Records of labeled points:
((

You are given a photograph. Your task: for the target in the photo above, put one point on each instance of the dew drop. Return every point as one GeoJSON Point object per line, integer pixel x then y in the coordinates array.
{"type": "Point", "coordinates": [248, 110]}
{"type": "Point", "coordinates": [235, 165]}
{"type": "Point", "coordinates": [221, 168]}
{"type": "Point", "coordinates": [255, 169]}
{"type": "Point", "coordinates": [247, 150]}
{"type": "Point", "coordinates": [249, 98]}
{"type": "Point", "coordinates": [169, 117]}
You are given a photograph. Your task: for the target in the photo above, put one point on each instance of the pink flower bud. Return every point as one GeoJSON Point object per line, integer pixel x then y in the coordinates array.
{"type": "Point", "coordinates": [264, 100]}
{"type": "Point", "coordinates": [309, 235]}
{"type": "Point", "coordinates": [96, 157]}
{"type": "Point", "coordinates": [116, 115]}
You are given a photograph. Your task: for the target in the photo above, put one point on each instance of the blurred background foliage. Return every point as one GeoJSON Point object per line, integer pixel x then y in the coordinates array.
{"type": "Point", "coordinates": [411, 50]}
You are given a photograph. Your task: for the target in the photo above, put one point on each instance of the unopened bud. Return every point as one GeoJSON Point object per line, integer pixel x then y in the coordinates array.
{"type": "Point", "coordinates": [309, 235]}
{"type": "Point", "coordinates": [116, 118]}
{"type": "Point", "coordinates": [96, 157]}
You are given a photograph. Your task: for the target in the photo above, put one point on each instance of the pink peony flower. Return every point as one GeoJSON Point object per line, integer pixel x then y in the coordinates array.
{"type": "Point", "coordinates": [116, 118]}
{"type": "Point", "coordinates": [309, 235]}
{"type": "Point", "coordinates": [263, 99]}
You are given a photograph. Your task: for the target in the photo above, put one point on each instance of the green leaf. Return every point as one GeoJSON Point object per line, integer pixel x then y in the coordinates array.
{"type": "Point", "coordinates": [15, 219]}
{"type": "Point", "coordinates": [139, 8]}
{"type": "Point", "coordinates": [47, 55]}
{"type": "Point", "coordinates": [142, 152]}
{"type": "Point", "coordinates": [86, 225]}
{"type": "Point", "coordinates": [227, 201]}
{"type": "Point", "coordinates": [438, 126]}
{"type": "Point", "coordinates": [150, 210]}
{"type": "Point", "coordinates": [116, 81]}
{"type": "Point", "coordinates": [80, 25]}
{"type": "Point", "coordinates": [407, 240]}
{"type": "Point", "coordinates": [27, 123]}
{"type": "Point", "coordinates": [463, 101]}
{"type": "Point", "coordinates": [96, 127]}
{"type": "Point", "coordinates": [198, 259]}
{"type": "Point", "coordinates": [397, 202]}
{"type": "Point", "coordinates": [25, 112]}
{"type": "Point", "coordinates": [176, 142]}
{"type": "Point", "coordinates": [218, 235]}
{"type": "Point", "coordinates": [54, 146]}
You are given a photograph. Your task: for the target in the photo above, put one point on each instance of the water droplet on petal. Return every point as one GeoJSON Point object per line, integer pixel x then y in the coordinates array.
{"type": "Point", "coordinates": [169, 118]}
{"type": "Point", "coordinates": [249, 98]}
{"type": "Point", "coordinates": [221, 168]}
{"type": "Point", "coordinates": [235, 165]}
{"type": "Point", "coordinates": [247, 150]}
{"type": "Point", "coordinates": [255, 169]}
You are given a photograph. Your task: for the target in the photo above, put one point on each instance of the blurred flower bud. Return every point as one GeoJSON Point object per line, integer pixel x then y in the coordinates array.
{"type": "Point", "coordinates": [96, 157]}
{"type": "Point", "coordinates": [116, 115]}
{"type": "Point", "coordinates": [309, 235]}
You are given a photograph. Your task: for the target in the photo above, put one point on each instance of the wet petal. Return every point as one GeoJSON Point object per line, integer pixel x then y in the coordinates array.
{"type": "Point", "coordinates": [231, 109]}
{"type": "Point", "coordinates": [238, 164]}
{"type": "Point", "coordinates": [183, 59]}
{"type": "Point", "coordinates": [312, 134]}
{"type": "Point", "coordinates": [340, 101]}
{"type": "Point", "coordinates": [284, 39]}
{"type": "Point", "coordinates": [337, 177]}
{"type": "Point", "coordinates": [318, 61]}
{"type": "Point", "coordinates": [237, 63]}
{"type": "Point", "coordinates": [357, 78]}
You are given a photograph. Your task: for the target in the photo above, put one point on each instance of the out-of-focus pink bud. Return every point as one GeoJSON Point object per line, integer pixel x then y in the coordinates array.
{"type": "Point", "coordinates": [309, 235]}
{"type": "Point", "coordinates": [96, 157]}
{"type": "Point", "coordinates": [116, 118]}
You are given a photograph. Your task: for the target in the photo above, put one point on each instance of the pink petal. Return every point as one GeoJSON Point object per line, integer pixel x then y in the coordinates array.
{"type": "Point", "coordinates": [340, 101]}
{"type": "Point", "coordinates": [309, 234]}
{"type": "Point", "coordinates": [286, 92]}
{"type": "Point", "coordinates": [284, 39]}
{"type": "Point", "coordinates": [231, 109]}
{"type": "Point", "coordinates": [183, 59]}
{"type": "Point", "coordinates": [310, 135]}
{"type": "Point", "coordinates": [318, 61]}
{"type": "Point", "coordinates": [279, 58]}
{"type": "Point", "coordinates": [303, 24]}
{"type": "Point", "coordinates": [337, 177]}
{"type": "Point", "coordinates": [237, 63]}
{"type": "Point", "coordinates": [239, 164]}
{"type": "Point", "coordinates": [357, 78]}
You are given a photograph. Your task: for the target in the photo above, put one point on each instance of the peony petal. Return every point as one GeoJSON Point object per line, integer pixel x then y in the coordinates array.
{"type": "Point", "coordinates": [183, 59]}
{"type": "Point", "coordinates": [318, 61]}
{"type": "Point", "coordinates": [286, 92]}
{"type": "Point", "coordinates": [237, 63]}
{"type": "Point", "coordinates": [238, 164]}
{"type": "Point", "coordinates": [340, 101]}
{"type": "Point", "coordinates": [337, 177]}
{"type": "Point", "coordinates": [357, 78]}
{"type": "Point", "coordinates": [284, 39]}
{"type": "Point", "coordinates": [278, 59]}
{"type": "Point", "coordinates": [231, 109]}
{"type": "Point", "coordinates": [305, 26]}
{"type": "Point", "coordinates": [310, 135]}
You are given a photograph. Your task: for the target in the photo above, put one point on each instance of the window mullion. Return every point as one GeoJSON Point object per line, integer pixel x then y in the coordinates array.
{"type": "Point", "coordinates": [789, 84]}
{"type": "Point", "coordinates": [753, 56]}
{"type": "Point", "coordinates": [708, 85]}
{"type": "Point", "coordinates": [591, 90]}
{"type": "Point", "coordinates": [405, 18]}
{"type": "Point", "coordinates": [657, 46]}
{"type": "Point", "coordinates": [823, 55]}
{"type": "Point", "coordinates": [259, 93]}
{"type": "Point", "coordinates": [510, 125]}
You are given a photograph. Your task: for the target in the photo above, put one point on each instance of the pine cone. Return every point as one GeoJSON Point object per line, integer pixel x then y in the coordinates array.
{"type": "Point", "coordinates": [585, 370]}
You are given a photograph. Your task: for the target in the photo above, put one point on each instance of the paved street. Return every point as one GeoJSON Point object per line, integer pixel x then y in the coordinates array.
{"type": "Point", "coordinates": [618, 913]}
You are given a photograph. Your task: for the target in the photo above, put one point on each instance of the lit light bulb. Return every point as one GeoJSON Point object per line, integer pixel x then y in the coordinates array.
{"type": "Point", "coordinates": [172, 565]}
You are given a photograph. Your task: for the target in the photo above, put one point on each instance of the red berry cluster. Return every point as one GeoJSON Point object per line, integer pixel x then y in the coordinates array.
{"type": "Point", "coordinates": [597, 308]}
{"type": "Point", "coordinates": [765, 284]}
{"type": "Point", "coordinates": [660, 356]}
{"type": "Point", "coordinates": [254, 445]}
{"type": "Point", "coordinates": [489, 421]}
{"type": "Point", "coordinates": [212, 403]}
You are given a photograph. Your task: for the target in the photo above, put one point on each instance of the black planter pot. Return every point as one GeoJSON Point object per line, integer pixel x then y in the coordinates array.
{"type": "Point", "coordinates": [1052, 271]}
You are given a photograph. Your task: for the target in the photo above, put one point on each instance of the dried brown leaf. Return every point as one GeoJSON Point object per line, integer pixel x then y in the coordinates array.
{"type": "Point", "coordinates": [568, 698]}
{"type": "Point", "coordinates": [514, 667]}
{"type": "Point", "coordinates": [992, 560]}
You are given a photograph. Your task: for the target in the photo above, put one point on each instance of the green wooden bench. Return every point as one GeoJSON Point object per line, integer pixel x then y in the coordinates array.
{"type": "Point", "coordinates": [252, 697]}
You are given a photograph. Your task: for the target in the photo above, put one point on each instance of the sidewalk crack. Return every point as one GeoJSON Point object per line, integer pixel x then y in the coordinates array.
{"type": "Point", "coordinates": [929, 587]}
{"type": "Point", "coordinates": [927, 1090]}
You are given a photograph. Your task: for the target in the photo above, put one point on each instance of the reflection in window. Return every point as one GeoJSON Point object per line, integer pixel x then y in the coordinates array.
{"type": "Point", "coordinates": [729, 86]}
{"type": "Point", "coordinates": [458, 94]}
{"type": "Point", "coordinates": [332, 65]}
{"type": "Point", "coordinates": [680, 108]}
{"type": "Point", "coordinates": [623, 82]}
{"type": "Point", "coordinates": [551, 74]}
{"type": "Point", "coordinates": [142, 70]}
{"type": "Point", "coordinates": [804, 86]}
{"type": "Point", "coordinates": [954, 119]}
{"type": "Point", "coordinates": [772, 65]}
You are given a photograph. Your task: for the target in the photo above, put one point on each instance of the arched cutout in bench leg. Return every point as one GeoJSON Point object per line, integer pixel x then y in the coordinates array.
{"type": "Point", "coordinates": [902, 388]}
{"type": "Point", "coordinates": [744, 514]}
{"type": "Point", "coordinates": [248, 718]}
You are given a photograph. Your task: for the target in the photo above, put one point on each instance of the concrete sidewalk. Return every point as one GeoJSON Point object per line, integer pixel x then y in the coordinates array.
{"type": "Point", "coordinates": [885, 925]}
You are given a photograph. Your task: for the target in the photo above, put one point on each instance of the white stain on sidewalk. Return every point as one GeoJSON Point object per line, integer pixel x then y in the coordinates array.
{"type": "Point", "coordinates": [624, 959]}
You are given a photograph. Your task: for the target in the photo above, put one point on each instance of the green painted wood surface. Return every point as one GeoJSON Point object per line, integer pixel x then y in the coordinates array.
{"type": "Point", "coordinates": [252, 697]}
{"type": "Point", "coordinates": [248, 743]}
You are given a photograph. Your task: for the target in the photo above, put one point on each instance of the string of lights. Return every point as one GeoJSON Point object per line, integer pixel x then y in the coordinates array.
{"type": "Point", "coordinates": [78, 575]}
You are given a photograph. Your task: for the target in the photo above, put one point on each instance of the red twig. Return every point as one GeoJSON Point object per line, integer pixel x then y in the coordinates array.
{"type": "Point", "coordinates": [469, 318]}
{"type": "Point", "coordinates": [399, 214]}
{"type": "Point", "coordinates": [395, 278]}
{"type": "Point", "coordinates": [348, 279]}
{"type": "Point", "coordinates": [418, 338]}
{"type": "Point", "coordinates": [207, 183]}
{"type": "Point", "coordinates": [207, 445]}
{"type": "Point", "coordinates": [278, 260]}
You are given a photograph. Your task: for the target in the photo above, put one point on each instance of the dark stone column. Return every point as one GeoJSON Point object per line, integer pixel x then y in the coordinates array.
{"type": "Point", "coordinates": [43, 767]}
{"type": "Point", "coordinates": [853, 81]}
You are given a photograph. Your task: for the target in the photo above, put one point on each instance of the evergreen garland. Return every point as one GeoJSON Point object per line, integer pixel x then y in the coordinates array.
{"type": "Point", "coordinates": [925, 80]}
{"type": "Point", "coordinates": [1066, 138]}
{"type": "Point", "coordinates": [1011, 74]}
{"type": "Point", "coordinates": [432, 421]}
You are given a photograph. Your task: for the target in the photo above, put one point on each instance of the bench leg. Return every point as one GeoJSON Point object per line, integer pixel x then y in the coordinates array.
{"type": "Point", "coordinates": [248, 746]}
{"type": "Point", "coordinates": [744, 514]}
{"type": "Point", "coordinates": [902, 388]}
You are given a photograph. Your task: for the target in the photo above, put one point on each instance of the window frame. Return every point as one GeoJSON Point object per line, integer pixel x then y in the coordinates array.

))

- [DO THIS]
Quote, word for word, every line starting at the one that contains "of the bench" and ending with the final line of the entries.

- [TASK SOLUTION]
You are given a photograph. Your task: for the target in the photo above, put one point on each instance of the bench leg. Return every point as one GeoJSON Point object per line, integer pixel x then y in the coordinates array.
{"type": "Point", "coordinates": [248, 746]}
{"type": "Point", "coordinates": [744, 514]}
{"type": "Point", "coordinates": [902, 388]}
You are given a photograph. Your task: for the target in the photo above, put one point on each instance of the window frame. Return every point as one GeoJSON Point object per line, integer pixel x then y in the coordinates array.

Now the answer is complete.